Short task ::
Answer from the text on sales and marketing tools:
1. Which networks does Demandbase use for B2B advertising?
2. Which CRM systems does Gong integrate with?
3. What kind of logic does Zapier use to move data between systems?

Text ::
====================

Account-level analytics show which companies engage with content, attend events, and interact with sales. Demandbase enriches CRM records with firmographic data and engagement scores. Integration with marketing automation systems triggers campaigns based on account activity.
Demandbase targets enterprise marketing teams with ABM programs and advertising budgets. You need integration with marketing automation and CRM systems for full functionality.
Key features:
Account identification from website visitor data
B2B advertising on LinkedIn, Google, and display networks
Website personalization based on account attributes
Account-level engagement tracking across channels
Intent data from third-party publisher networks
CRM enrichment with firmographic data
Marketing automation integration for campaign triggers
Analytics dashboards for account engagement and pipeline
Pros:
Strong account-level engagement tracking across advertising, web, and sales channels
B2B advertising activation on LinkedIn, Google, and display networks in one platform
Website personalization for known accounts improves conversion rates for high-value targets
Cons:
Custom enterprise pricing with limited public transparency
Requires integration with marketing automation and CRM for full value, standalone deployment limits the platform's effectiveness
Primarily marketing-team focused; sales teams get less direct value without tight CRM integration
Pricing: Custom enterprise pricing.
Demandbase
Conversation intelligence and analytics tools
11. Gong
Gong records and transcribes sales calls to analyze conversation patterns and deal risks. The platform identifies talk-time ratios, question frequency, competitor mentions, and next-step commitments. AI flags deals at risk based on buyer engagement signals and conversation sentiment.
Coaching workflows let managers review calls, leave feedback, and track improvement over time. Gong analyzes winning deals to identify effective discovery questions and objection handling techniques. Integration with CRM systems correlates conversation data with deal outcomes.
Gong targets sales leadership and enablement teams focused on rep performance and deal execution. You need consistent call recording adoption to generate meaningful insights from the platform.
Key features:
Automatic call recording and transcription
Deal intelligence identifying risks and opportunities
Conversation analytics showing talk-time and question patterns
Competitor mention tracking across all calls
Coaching workflows with call review and feedback
Pipeline analytics correlating conversations with outcomes
CRM integration with Salesforce and HubSpot
Team performance dashboards for managers
Pros:
Best-in-class call recording and deal intelligence, the platform's core use case is deeply developed
Strong coaching workflows that let managers review calls, leave timestamped feedback, and track rep improvement over time
CRM correlation of conversation data with deal outcomes provides a feedback loop that improves forecasting accuracy
Cons:
Custom enterprise pricing
Requires consistent call recording adoption across the team, value degrades if reps opt out or recording coverage is inconsistent
Value depends on manager engagement with coaching workflows; teams without active coaching cultures underutilize the platform
Pricing: Custom enterprise pricing.
Gong
Workflow automation and integration tools
12. Zapier
Zapier provides no-code automation connecting business applications. You use trigger-action logic to move data between systems when specific events occur. Zapier automates GTM workflows like lead routing from forms to CRM, notification sending when deals close, and contact syncing between marketing and sales tools.

====================

Data section ::

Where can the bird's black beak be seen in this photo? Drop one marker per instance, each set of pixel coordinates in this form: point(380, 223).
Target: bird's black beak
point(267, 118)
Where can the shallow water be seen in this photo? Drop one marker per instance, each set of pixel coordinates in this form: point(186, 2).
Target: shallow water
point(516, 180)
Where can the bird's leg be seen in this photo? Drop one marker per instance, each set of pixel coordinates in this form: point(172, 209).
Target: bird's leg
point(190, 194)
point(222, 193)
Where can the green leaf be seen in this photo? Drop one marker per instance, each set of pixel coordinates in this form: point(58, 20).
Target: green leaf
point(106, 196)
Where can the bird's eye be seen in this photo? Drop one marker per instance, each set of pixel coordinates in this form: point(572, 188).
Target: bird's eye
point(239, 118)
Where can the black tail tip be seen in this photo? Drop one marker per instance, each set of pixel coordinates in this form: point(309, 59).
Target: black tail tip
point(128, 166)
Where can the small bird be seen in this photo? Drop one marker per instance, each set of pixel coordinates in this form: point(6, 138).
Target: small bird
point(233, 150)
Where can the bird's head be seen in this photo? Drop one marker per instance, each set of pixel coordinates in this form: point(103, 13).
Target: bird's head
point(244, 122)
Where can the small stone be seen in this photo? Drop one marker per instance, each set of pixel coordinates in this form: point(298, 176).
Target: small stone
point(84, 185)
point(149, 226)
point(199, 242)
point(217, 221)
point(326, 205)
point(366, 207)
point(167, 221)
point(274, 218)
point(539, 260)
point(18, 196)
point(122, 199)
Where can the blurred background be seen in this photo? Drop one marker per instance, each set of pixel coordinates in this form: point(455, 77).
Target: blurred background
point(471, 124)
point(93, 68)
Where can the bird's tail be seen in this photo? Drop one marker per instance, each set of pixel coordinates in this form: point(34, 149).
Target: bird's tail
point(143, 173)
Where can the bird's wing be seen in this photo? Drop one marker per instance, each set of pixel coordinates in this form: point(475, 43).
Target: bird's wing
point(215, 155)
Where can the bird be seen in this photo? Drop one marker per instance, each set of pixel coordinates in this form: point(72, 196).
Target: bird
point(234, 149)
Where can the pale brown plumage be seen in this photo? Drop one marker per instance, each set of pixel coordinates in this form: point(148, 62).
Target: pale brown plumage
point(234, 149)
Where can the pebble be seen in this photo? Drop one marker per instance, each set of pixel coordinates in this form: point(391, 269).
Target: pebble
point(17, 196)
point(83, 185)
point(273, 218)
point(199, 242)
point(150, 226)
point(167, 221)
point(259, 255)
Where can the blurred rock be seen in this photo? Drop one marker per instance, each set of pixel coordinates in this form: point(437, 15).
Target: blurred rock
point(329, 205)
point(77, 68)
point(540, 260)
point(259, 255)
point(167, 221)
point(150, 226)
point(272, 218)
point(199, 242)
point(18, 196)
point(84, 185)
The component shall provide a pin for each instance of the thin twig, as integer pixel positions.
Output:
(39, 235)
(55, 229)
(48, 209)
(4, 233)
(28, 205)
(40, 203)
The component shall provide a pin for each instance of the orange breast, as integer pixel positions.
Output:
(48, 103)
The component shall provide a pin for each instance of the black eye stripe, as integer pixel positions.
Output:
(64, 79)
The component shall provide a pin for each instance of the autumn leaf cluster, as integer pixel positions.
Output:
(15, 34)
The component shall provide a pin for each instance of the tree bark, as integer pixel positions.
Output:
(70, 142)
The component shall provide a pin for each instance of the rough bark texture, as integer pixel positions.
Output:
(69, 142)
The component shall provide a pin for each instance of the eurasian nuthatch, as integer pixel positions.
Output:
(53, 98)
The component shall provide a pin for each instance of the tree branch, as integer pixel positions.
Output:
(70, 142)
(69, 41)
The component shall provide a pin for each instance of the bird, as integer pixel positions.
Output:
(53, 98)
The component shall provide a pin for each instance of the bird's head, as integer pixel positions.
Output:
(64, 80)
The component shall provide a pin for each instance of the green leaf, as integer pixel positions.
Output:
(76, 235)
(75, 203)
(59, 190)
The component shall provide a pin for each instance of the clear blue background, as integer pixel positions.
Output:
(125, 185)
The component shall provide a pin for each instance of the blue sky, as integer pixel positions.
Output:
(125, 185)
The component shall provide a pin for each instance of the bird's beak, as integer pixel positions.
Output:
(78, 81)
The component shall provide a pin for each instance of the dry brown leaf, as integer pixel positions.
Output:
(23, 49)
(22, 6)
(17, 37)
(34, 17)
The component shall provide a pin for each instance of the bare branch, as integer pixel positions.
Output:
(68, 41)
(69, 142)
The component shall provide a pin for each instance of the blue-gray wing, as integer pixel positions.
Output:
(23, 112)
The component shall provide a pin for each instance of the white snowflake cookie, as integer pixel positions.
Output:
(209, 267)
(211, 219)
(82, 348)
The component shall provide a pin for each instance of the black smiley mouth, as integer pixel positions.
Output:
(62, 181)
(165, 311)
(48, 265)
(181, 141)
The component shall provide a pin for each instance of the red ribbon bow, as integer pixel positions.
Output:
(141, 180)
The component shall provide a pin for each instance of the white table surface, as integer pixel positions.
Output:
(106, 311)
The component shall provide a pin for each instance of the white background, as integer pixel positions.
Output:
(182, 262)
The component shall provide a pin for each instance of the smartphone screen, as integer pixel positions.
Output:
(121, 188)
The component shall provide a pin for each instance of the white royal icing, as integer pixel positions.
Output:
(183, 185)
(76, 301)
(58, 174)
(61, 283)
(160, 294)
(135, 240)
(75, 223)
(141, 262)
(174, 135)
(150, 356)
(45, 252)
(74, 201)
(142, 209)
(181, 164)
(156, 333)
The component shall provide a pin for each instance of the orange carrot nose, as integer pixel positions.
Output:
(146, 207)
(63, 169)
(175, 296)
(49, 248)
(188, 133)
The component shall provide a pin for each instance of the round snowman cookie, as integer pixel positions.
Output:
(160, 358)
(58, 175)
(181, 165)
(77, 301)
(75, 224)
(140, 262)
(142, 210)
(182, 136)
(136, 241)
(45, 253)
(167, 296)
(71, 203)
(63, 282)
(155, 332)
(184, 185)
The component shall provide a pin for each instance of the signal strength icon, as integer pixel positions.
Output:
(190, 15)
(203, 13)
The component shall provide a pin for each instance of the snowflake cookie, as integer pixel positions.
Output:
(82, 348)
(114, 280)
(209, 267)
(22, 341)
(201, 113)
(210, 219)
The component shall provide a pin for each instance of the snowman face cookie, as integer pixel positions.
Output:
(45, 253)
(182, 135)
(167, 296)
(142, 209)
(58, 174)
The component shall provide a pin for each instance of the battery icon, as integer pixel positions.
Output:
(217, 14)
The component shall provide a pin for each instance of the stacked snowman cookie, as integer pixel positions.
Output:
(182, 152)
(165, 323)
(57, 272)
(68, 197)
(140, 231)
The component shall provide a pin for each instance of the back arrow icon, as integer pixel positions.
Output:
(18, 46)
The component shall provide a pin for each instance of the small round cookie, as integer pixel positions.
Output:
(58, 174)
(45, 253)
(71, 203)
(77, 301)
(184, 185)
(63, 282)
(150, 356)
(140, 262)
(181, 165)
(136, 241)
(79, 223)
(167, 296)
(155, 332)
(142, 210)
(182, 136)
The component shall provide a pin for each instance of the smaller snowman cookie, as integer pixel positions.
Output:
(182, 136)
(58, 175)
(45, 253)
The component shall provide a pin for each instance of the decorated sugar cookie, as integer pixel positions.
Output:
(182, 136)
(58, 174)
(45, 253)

====================

The reply ::
1. LinkedIn, Google, and display networks.
2. Salesforce and HubSpot.
3. Trigger-action logic.